> **GIVEN EXERCISE**:
Copy out the material word for word, starting at the line that contains "Target: white plant pot" and continuing through the end, both ends included.

> **RECORDS FOR PROCESSING**:
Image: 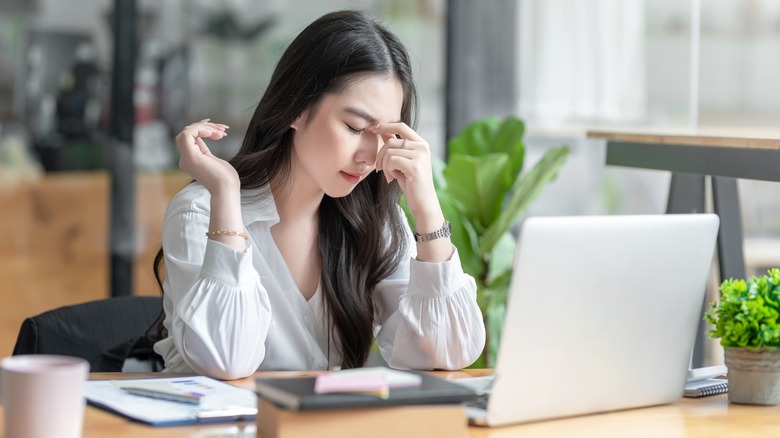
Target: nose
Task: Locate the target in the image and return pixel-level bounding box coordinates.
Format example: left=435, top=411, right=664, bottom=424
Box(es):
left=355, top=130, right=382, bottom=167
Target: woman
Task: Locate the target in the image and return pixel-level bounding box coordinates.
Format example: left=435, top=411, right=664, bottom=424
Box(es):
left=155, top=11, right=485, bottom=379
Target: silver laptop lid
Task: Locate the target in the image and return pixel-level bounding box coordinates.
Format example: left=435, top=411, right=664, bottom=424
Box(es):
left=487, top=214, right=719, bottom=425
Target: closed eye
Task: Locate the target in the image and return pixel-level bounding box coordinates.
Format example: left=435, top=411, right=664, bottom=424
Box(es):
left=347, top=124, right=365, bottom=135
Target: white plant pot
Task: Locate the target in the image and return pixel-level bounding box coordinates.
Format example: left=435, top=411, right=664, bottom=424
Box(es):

> **OUTPUT FOR THIS EXERCISE**:
Target: white plant pot
Task: Locate the target in the image and return pixel-level bounding box coordinates.
Format example: left=435, top=411, right=664, bottom=424
Box(es):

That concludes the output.